-- Using the information --
a) Transcribe the part of the sewing tips that begins at the words "For example, let’s" and stops after the words "their two coupons.".
b) Decide whether each statement agrees with the sewing tips. Answer yes or no for each, and quote the deciding words. (i) Patterned fabrics need more fabric than solid ones for the same garment. (ii) Trim is described as structurally necessary. (iii) A three-strand braid is named as the key to a professional-looking braid.
c) Continue the sewing tips from the point where they end.

Spend your money on what will draw attention. In solid colors you can get away with cheaper fabric, but for patterns (like anything embroidered, or brocade, or whatever) buy quality fabric. If you can't afford the good fabric, don't buy a pattern. Patterned fabrics also take more fabric to make the same garment, since you have to match the edges and make sure everything is right side up. For these reasons I advise against them when you're tight on money.
Some fabric is the same on both sides (mostly solid colors, in standard weaves), but many patterns have a cutting layout planned for fabrics that are not. If you buy fabric that is the same you can sometimes get away with using less by rearranging the pieces that have to be mirror images of each other. You can also consider going in with a friend to make two similar shirts together for less than the price of two individual shirts.
For example, let’s say Adam buys three yards of red fabric for a shirt, bias tape to trim his sleeves and edges, and white fabric for a Septon's star on the front. Then I buy three yards of white fabric, bias tape to trim my sleeves, and red fabric for a Septon's star. Instead we could each buy almost the same amount of fabric, then use the leftover pieces from each other’s fabric (all those weird narrow edge pieces and triangles and such) to trim our shirts. Or if we want exactly the same shirt, two people buying the same fabric as one cut make out way better on percentage coupons, since one can buy fabric at a discount then the other can buy trim at a discount making the most use of their two coupons.
Plan on investing in good trim. Since it isn't structurally necessary there's no reason to scrimp on it. Nice trim and quality fasteners can really make your garb stand out. While it's usually easier to add your trim at once when you're making your garb, if you can't afford it, you can always finish the item, then after a game or two with a plain tunic (or pants), buy and add your embellishments to them.
If you're willing to trade a lot of time for a little money, you can also consider braiding your own trim for use as embellishments or ties from narrow ribbon or smooth, non frizzy yarn. (Do not ever try this with that artificial junk that preschoolers use for art, or I will come in the night for horrid costume designer vengeance.) Doing a braid with more than three strands is the key to making it look professional.

-- Dataset --
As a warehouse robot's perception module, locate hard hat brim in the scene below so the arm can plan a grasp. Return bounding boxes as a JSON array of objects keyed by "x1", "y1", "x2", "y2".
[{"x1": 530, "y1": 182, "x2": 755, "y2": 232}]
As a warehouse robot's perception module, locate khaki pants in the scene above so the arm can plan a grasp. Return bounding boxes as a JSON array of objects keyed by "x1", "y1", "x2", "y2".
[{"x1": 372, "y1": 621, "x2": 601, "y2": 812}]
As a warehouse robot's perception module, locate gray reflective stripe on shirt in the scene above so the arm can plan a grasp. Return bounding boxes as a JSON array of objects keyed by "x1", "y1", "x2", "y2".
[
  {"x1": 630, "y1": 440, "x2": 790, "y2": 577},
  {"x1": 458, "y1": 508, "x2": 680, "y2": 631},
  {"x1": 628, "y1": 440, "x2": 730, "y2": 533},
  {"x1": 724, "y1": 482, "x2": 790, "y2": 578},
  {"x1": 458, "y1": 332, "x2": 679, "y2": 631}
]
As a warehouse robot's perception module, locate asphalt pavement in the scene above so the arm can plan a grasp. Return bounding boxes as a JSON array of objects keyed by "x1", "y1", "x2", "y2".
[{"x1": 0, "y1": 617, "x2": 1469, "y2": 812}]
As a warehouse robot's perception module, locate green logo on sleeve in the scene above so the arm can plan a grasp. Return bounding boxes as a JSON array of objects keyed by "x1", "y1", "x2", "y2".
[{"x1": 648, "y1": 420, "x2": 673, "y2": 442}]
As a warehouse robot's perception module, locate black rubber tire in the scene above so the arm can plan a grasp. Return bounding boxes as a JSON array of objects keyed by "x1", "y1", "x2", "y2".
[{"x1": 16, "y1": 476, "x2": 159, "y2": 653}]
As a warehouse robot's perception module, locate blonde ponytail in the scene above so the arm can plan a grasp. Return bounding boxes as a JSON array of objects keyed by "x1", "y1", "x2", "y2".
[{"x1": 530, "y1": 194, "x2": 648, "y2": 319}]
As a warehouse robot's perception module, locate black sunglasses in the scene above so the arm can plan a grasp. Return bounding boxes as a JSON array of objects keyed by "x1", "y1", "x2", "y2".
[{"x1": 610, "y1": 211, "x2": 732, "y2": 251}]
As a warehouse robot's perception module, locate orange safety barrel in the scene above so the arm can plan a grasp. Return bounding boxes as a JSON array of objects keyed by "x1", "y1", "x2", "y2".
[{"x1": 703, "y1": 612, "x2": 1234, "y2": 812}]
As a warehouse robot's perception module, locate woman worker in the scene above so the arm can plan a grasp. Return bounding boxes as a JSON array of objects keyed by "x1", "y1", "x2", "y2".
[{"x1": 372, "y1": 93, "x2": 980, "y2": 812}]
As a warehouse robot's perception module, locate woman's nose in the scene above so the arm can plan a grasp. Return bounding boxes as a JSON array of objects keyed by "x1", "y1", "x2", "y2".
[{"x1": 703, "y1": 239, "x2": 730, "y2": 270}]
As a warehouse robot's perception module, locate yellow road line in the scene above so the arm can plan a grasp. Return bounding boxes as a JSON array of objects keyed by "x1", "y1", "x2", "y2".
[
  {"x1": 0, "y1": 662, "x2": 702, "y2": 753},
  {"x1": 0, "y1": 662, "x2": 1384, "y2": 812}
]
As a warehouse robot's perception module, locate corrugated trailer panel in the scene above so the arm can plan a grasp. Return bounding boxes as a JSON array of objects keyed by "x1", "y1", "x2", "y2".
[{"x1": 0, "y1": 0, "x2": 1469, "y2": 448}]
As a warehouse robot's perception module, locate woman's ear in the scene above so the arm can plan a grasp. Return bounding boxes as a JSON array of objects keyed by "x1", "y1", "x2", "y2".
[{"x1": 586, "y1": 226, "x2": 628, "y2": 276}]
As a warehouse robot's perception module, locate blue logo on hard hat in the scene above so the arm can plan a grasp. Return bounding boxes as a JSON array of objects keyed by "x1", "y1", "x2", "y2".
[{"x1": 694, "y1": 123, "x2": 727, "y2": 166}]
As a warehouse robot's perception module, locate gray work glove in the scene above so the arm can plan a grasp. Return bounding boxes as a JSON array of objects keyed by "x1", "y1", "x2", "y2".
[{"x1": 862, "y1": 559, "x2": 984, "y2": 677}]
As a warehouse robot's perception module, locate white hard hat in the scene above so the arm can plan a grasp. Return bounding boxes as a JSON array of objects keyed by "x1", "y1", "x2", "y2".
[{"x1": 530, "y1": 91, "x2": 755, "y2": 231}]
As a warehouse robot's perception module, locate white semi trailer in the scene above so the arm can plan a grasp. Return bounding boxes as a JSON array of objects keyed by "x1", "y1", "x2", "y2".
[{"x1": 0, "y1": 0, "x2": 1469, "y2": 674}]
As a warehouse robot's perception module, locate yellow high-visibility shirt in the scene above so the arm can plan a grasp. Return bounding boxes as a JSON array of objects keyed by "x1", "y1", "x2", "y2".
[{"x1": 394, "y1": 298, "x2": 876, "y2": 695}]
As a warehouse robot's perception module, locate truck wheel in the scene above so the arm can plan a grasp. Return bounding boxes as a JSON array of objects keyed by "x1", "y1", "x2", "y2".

-- Results of the tasks --
a)
For example, let’s say Adam buys three yards of red fabric for a shirt, bias tape to trim his sleeves and edges, and white fabric for a Septon's star on the front. Then I buy three yards of white fabric, bias tape to trim my sleeves, and red fabric for a Septon's star. Instead we could each buy almost the same amount of fabric, then use the leftover pieces from each other’s fabric (all those weird narrow edge pieces and triangles and such) to trim our shirts. Or if we want exactly the same shirt, two people buying the same fabric as one cut make out way better on percentage coupons, since one can buy fabric at a discount then the other can buy trim at a discount making the most use of their two coupons.

b)
(i) Yes: "Patterned fabrics also take more fabric to make the same garment"
(ii) No: "Since it isn't structurally necessary there's no reason to scrimp on it."
(iii) No: "Doing a braid with more than three strands is the key to making it look professional."

c)
Here's a good tutorial on how to start a braid with four strands and how to start a braid with five strands. The instructions for four work with all larger even amounts of string; the instructions for five work for all larger odd numbers. Finish your ends by beading or whipping (as well as a little judicious melting on synthetics) and your cording will look even more rich.
Sew a plain or braided cord on in a fancy way and you can make even simple trim look ornate. The ties on Delia's robe are all five strand braided cord made with cotton yarn, sewn on with loops instead of straight.
Other places to try.
Material for props and accessories can sometimes be found here. Good for cheap chain, many sorts of repurpose-able metal things, and dowels for rods and wands.
The dollar store often has deals on leftover colors of ribbon (white, beige, grey, or electric green anyone?), those glass blobs and plastic gemstones, and oddly colored shoelaces you can use as drawstrings. Keep an eye on their holiday merchandise. A lot of hideous items have good parts you can break off and use for cheap.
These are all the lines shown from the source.